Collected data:
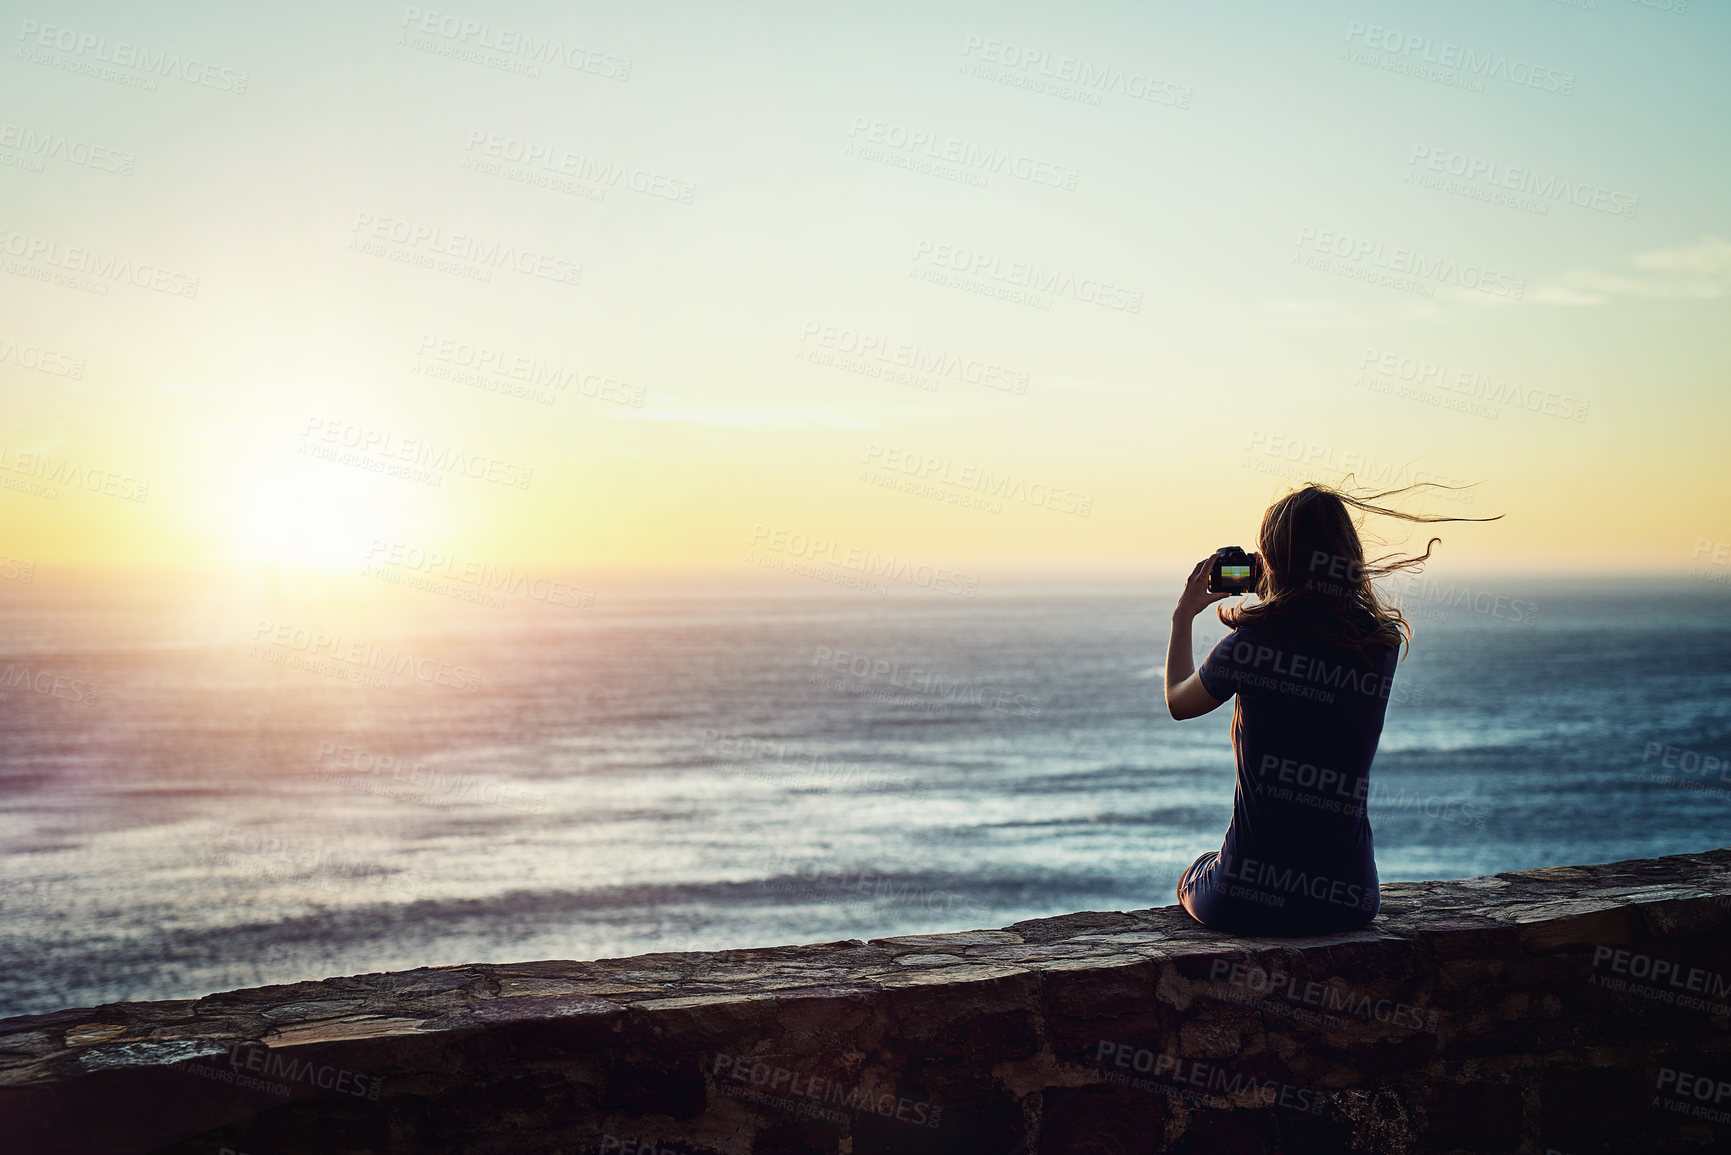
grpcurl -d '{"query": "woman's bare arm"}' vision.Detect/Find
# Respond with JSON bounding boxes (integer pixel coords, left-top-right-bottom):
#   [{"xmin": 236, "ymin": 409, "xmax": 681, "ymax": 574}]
[{"xmin": 1166, "ymin": 555, "xmax": 1230, "ymax": 720}]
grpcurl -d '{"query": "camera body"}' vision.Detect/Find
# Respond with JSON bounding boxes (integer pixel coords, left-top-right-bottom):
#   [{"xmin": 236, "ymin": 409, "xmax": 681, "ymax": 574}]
[{"xmin": 1208, "ymin": 546, "xmax": 1261, "ymax": 595}]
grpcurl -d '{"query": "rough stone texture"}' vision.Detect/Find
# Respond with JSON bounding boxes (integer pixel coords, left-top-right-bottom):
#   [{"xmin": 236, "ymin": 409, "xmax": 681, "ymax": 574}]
[{"xmin": 3, "ymin": 848, "xmax": 1730, "ymax": 1154}]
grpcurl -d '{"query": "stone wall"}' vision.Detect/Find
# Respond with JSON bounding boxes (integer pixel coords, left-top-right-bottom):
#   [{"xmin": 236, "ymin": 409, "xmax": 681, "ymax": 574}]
[{"xmin": 3, "ymin": 847, "xmax": 1730, "ymax": 1155}]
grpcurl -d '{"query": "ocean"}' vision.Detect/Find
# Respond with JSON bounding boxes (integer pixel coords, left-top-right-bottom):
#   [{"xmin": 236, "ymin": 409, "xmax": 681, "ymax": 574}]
[{"xmin": 1, "ymin": 572, "xmax": 1727, "ymax": 1019}]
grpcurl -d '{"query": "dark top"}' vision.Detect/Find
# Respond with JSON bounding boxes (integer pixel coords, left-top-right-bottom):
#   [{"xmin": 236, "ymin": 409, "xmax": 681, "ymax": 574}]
[{"xmin": 1195, "ymin": 604, "xmax": 1400, "ymax": 925}]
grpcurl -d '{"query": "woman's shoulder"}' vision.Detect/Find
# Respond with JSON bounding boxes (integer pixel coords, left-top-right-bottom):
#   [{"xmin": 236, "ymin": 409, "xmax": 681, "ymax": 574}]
[{"xmin": 1245, "ymin": 601, "xmax": 1397, "ymax": 656}]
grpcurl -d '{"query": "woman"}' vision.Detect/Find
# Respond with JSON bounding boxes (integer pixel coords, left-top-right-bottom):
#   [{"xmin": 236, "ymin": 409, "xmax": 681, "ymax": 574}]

**Action item**
Scan the records above for the word "woman". Copy each line that has it.

**Result**
grpcurl -d '{"query": "woman's bare arm"}' vision.Detect/Find
grpcurl -d '{"query": "woman's shoulder"}' vision.Detect/Find
grpcurl -d '{"query": "woman"}' vision.Detect/Find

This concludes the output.